Start of RECORD EXTRACTS
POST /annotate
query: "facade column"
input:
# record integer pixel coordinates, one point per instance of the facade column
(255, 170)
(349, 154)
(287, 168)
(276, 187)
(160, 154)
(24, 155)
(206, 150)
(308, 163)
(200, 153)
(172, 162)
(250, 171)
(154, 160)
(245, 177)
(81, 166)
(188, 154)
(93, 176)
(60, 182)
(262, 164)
End of RECORD EXTRACTS
TRY IT:
The records above should be restated word for word in their entirety.

SOLVED EXERCISE:
POST /annotate
query: "facade column"
input:
# record integer pixel coordinates, one point per instance of the facade column
(255, 170)
(349, 154)
(287, 168)
(276, 187)
(160, 154)
(24, 155)
(206, 150)
(308, 163)
(200, 153)
(172, 162)
(250, 171)
(154, 160)
(245, 177)
(81, 166)
(188, 154)
(93, 176)
(60, 182)
(262, 164)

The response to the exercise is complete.